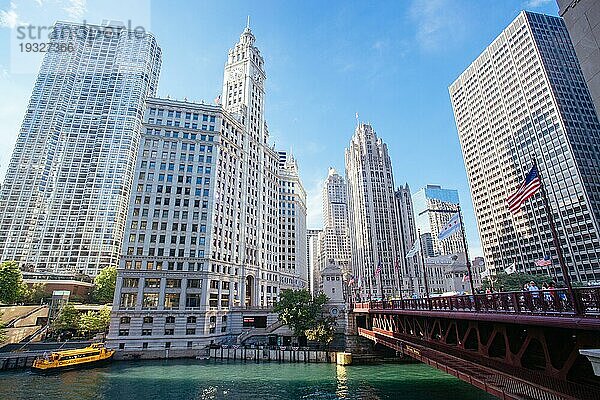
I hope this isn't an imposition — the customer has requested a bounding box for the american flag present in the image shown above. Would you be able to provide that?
[507,165,542,214]
[533,254,552,267]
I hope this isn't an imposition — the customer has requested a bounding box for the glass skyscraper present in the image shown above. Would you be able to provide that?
[0,22,161,276]
[450,11,600,281]
[412,185,465,257]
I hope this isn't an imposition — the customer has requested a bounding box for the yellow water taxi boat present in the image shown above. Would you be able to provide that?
[31,343,115,373]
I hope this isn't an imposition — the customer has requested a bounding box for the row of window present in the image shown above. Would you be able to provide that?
[149,107,216,122]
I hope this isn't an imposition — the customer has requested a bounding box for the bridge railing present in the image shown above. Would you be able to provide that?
[354,287,600,318]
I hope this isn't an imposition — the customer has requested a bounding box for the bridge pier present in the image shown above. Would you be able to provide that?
[579,349,600,376]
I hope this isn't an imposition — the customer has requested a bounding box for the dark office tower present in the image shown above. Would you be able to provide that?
[450,12,600,281]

------------------------------

_What you are asked to do_
Extract the records word for word from their first line through the line containing "[533,254,552,267]", including both ends. Omit the pictures from your output.

_Exercise response_
I hope this isn't an imposition — the customer has requested a bounding box for the american flag present in the image shown above. Would you be able to provide that?
[507,165,542,214]
[533,254,552,267]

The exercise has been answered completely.